── Kutipan terpilih ──

Langsung ke konten utama

Kita (menyalahkan) penggunaan teknologi



Entahlah, apa rasanya hari ini ? aku memulai hari ini seperti biasanya bahkan aku berfikir aku memulai hari ini dengan lebih baik. Saat awal pagi aku cukup menghabiskan waktu untuk menyelesaikan laporanku, tugas organisasiku dan mencuci baju serta membersihkan kosan misalnya. Tapi kenapa ada rasa yang berbeda, ada sebagian dari hari ini yang hilang. Bagian itu biasa aku sebut semangat. Aku sendiri bahkan tak tau penyebabnya apa ? Tugas ? tak bisa juga dibilang begitu karena aku bahkan telah menyelesaikan tugasku untuk hari esok. Lalu kenapa ? Aku merasa ada sesuatu yang sedang aku fikirkan. Aku memikirkan apa yang sedang aku fikirkan. Oh, aku bingung dengan hariku hari ini. Kenapa tak sesemangat hari-hari kemarin ? Sepertinya aku memang tidak biasa untuk berdiam tanpa melakukan sesuatu.
Sejak pertengahan hari tadi, yang aku lakukan setelah semua pekerjaanku selesai termasuk memberi nutrisi untuk tubuhku hanyalah memainkan jariku pada layar handphone. Melihat timeline dan notification yang aku sendiri sadar tidak ada yang penting disana. Aku bagai diperalat oleh benda itu. Ya, aku tak bergerak dan aku membuang waktuku begitu saja. Aku tau ini adalah kebiasaan burukku. Aku selalu tau itu, tapi sayangnya aku tak bisa membuatnya hilang dari hidupku. Apa  hanya aku ? sepertinya tidak. Ya, bagaimana pun benda bernama handphone itu harus secara perlahan aku kurangi penggunaannya kalau tidak sepertinya aku akan banyak membuang waktuku hanya untuk berdua dengannya, mulai untuk tidak peduli dengan lingkungan dan terbiasa untuk tidak produktif saat ada waktu luang. I hate that and  maybe it can make i hate myself.
Waktu bersama Hpku semakin lama, semangatku juga hambar rasanya. Ya, mungkin benda ini alasannya. Dasar benda laknat ! Aku ingat, hari ini aku harus kuliah tapi aku masih saja asyik dengan benda itu. Aku selalu memberikan dia kesempatan untuk memperalatku, menyita waktunya hanya sekedar untuk merusak mataku, menghancurkan pekerjaanku dan menghancurkan masa depanku. Aku benci diriku sendiri yang sampai saat ini belum bisa membiarkan benda itu berlalu dan tak kugubris sama sekali. Entah bijak atau tidak aku menyalahkan benda itu, tapi sadar atau tidak itu juga karena diriku sendiri yang tidak membatasinya.

───

Soal yang diberikan
Tolong kutip teks tentang kebiasaan bermain handphone di atas dari "Entahlah, apa rasanya" sampai "tanpa melakukan sesuatu.", tanpa mengubah satu kata pun.

── Isi kumpulan data ──

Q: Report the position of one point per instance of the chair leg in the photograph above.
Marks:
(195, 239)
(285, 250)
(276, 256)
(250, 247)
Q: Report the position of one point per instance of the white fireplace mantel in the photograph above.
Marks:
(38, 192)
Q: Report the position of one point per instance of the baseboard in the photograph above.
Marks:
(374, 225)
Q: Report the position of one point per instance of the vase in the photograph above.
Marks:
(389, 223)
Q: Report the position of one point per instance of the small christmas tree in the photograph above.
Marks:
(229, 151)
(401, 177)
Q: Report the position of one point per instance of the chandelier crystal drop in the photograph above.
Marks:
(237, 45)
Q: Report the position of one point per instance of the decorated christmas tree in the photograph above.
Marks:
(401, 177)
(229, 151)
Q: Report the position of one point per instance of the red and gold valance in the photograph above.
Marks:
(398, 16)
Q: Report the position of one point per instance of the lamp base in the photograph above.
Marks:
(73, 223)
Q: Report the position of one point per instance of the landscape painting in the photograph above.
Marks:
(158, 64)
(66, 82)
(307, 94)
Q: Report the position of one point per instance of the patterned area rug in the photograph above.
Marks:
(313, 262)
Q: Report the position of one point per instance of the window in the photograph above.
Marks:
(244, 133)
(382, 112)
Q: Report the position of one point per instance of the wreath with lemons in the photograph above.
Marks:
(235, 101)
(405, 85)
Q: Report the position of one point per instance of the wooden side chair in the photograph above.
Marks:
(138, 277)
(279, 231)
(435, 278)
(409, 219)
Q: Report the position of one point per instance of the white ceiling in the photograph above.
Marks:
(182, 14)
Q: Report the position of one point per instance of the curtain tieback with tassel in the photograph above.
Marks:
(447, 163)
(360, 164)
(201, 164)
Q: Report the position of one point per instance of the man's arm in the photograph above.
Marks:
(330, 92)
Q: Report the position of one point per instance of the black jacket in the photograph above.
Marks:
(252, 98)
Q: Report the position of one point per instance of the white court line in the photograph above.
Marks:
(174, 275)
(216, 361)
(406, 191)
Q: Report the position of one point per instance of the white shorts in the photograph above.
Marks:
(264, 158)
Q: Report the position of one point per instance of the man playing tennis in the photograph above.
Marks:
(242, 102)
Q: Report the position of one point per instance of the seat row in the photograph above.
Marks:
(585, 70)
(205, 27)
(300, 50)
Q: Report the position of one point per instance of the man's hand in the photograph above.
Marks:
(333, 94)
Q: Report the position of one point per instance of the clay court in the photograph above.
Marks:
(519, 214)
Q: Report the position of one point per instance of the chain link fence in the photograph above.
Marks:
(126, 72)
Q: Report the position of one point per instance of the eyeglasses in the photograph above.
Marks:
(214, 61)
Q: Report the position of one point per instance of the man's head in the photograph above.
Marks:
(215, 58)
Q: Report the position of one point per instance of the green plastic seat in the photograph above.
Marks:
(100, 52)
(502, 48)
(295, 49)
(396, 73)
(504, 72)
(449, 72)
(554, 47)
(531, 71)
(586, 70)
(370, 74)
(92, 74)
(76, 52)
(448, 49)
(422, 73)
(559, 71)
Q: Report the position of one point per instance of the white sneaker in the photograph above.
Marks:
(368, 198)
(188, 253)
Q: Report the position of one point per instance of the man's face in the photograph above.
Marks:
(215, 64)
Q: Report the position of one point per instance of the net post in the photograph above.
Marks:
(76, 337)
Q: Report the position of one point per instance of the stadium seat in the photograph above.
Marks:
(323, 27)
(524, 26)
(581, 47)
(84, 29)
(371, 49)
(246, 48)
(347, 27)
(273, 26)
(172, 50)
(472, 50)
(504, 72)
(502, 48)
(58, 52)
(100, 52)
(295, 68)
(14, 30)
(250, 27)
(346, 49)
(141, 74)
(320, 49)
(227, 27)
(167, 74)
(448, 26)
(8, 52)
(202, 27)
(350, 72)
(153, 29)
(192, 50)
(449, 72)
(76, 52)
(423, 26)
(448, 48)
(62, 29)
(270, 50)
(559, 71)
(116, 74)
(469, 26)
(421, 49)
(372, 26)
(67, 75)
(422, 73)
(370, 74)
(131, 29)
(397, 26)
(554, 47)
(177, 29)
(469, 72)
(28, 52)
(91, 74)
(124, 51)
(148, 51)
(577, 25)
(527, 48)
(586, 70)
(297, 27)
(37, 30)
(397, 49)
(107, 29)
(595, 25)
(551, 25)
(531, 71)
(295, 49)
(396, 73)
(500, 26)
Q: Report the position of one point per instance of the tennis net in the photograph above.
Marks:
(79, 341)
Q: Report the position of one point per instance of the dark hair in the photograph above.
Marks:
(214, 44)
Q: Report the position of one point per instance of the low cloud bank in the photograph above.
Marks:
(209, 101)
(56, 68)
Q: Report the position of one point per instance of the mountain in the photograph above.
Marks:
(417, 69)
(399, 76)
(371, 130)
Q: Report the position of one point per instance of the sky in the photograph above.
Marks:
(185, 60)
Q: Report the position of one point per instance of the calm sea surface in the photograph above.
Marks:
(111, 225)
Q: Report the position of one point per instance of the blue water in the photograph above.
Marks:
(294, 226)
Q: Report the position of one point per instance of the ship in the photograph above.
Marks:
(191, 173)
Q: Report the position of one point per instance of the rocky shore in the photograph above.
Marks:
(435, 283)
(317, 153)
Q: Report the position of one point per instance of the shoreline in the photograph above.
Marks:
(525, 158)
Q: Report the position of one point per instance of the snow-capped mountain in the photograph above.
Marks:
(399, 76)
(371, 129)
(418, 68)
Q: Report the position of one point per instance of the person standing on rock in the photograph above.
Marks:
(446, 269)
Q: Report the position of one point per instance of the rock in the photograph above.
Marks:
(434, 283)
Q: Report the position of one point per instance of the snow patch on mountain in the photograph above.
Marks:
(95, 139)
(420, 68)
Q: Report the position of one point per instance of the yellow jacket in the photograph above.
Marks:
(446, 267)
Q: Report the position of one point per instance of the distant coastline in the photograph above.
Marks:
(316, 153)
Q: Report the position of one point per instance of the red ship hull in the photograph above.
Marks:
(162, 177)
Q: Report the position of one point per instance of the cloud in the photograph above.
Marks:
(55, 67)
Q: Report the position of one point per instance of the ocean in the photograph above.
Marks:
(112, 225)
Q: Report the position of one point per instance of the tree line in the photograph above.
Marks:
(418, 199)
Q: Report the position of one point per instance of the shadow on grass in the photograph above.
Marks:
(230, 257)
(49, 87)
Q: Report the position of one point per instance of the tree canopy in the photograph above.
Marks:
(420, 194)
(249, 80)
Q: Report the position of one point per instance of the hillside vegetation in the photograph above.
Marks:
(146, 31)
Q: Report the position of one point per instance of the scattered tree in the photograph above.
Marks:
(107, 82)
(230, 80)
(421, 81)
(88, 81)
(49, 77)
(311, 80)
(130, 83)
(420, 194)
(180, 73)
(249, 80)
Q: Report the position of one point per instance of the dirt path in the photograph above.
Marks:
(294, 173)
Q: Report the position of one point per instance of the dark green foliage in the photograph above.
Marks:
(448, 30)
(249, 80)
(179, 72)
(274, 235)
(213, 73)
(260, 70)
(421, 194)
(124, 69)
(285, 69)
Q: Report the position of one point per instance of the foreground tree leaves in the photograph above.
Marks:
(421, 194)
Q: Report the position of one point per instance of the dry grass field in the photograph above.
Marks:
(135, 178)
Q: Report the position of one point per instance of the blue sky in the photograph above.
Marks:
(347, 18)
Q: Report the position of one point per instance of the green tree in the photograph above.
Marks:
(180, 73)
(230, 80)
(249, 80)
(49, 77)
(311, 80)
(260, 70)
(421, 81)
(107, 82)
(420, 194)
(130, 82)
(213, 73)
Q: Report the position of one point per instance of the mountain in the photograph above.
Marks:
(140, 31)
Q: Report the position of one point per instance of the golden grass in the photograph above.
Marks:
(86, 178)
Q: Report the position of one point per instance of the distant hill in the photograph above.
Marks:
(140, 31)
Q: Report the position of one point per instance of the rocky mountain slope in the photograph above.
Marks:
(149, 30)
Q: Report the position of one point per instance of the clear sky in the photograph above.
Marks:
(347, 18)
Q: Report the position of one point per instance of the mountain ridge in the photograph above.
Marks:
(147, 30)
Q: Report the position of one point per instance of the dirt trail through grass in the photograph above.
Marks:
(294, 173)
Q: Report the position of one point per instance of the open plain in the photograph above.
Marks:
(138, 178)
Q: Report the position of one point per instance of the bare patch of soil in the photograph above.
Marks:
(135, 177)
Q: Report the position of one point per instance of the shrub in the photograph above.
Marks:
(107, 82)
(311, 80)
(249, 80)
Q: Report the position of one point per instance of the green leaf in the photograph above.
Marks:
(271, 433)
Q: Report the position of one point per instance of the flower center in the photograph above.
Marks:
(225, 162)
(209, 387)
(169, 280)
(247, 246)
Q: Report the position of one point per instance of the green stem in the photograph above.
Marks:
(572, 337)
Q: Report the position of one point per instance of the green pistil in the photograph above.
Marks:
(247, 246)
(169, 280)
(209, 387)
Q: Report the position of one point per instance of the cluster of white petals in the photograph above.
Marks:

───

Jawaban tugas
Entahlah, apa rasanya hari ini ? aku memulai hari ini seperti biasanya bahkan aku berfikir aku memulai hari ini dengan lebih baik. Saat awal pagi aku cukup menghabiskan waktu untuk menyelesaikan laporanku, tugas organisasiku dan mencuci baju serta membersihkan kosan misalnya. Tapi kenapa ada rasa yang berbeda, ada sebagian dari hari ini yang hilang. Bagian itu biasa aku sebut semangat. Aku sendiri bahkan tak tau penyebabnya apa ? Tugas ? tak bisa juga dibilang begitu karena aku bahkan telah menyelesaikan tugasku untuk hari esok. Lalu kenapa ? Aku merasa ada sesuatu yang sedang aku fikirkan. Aku memikirkan apa yang sedang aku fikirkan. Oh, aku bingung dengan hariku hari ini. Kenapa tak sesemangat hari-hari kemarin ? Sepertinya aku memang tidak biasa untuk berdiam tanpa melakukan sesuatu.